* [Reading text]

* * * * * * * * *

Marlene Dietrich plays Sophia (Catherine is her Russian title), at first a naive girl from the country married to a not-handsome prince (Sam Jaffe of The Day the Earth Stood Still), instead entranced by a count (John Lodge of Murders in the Zoo, future governor of Connecticut).
Marlene and the count:
Catherine is under great scrutiny until she bears her “husband” a son (he’s only momentarily bothered by the fact that they never slept together), then she’s free to run around having affairs and plotting. Nothing is done while queen Elizabeth is in charge, but once Catherine’s husband becomes emperor he doesn’t last a year before his wife has taken over. Catherine has caught the Count fooling around with the former queen, realizes he’s just sleeping around with whoever’s in power, and throws him over.
The Queen:
Katy and I would’ve liked to see more than a minute of screen time with Dietrich as the actual empress – didn’t know that would be where the movie dead-ends. Sternberg is, of course, much more concerned with his camera angles and lighting, and most importantly, shooting Dietrich through a series of filters and gauzes and screens. The wedding scene is an incredible cinematography show-reel, each shot outdoing the last.

* * * * * * * * *

* [Instructions]
**A.** According to the film review, who plays the prince that Sophia marries?
**B.** Carry on writing the Marlene Dietrich film review, starting after its final sentence.

* [Extracted records]
* * * * * * * * *

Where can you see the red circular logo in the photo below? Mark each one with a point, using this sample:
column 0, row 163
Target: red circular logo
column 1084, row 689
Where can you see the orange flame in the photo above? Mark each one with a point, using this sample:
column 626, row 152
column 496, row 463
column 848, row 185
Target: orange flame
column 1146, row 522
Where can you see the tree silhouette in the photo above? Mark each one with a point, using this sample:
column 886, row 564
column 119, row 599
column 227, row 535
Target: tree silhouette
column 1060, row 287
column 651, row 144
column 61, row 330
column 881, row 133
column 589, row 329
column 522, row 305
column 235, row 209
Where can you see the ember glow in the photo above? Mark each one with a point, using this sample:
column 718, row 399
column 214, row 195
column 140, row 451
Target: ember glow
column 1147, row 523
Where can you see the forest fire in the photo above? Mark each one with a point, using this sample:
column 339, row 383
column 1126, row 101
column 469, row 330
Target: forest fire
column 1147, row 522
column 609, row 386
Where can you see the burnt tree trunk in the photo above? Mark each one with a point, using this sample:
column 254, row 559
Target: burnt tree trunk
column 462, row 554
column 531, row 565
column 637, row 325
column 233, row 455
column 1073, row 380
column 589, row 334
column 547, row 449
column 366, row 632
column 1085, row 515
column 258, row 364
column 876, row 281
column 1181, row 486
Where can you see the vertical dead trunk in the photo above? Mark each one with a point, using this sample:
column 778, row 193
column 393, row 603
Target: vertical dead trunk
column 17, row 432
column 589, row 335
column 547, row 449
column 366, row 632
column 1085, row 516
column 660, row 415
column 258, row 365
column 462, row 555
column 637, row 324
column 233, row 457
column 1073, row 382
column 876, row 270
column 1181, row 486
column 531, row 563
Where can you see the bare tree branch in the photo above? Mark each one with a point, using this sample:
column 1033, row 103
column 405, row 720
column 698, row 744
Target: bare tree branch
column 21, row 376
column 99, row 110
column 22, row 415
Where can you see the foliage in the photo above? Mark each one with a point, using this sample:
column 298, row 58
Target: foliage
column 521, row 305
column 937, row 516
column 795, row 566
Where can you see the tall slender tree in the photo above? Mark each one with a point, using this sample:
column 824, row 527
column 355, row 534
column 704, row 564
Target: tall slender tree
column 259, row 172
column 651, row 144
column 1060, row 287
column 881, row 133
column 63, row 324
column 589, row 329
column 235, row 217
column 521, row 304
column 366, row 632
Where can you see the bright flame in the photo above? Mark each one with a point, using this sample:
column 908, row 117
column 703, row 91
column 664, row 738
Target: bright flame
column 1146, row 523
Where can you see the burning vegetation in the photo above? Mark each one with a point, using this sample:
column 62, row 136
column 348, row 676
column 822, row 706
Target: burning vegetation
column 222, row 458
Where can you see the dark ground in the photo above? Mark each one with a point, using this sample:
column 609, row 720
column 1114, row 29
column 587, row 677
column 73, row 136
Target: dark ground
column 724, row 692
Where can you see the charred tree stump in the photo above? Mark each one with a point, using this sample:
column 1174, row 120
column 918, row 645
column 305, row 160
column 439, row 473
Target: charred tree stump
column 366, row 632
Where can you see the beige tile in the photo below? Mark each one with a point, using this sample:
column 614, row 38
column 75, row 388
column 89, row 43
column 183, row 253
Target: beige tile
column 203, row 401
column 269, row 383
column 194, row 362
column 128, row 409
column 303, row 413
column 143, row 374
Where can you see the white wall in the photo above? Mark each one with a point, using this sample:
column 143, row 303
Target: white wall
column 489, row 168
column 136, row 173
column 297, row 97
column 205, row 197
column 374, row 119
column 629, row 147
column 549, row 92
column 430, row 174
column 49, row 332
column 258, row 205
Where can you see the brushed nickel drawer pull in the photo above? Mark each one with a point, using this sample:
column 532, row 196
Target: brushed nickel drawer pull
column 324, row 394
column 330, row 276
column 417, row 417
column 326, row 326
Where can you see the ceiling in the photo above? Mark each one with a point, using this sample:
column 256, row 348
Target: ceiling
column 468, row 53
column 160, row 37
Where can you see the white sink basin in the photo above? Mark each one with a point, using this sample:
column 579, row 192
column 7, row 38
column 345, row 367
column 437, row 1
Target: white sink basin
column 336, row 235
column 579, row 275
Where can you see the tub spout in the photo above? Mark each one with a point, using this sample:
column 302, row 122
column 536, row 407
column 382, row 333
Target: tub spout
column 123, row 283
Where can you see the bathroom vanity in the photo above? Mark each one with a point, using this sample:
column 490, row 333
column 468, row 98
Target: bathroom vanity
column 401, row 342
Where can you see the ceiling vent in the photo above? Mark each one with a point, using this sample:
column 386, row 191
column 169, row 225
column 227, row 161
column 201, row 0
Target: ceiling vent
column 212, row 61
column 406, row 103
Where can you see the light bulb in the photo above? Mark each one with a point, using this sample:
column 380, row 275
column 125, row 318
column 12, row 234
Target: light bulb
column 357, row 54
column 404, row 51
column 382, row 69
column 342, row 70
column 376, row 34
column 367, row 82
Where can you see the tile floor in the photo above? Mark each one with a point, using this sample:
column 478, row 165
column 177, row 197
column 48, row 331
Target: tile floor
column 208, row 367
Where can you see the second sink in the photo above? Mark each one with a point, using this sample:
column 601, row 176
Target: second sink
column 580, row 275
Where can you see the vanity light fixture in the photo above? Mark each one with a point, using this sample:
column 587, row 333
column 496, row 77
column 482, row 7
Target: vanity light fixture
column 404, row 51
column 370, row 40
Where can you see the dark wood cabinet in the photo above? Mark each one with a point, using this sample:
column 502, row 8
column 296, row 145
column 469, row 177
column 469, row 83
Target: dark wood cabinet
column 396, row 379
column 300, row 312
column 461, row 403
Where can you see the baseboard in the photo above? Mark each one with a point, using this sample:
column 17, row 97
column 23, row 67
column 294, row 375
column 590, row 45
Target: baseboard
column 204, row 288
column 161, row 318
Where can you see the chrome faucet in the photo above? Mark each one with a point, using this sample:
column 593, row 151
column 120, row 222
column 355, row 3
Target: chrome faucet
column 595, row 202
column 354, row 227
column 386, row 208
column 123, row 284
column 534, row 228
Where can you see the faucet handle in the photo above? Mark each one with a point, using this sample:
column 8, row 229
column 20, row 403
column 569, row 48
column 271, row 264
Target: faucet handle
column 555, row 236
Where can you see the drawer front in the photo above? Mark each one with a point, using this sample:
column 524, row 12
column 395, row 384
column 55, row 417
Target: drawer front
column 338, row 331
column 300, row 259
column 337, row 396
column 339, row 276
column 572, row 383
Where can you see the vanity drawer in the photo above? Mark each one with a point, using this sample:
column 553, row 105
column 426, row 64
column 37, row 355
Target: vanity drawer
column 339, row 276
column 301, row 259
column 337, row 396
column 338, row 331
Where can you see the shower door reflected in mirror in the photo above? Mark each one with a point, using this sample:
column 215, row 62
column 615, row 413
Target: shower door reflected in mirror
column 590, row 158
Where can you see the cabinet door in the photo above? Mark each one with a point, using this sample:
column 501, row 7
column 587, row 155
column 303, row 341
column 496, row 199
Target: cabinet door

* * * * * * * * *

* [Answer section]
**A.** Sam Jaffe plays the prince.

**B.**
Robin Wood:
The connecting theme of all the von Sternberg/Dietrich films might be expressed as a question: How does a woman, and at what cost, assert herself within an overwhelmingly male-dominated world? Each film offers a somewhat different answer (but none very encouraging), steadily evolving into the extreme pessimism and bitterness of The Scarlet Empress and achieving its apotheosis in their final collaboration The Devil Is a Woman.
R. Keser calls it the last great pre-code film, says it “mocks Hollywood’s conventional groveling toward royalty.”
Shanghai Express (1932, Josef von Sternberg)
I rented The Scarlet Empress in anticipation of seeing Shanghai Express on 35mm at Emory – a screening preceded by a brief talk on the different goals of cinematography (Sternberg’s main one being glamour, not story). Empress is surely glorious-looking, but I appreciate a good story and snappy dialogue to go with my pretty pictures, and so I thought the less opulent and ornate but still exquisite-looking and more excitingly plotted Shanghai Express was the better movie.
Dietrich is Shanghai Lil, a fallen woman who runs into her old soldier boyfriend “Doc” (still-handsome Clive Brook, who played Rolls Royce in Underworld) aboard the titular train. The two of them try to avoid each other in the small first-class section of the Express, along with Marlene’s fellow traveler Anna May Wong, arrogant dog lady Louise Hale, gambler Eugene Pallette (happily closer to his croaky Preston Sturges persona than his Intolerance days), a preacher and a man named Lenard (silent film director Emile Chautard, also in Seventh Heaven) who only speaks French, much to everyone else’s annoyance. Oh, and there’s mysterious Warner Oland (returning from Dishonored), who turns out to be a head communist in the Chinese Civil War traveling undercover. He holds up the train when one of his deputies is captured, keeping Clive Brook (on his way to perform surgery on a head nationist) in exchange.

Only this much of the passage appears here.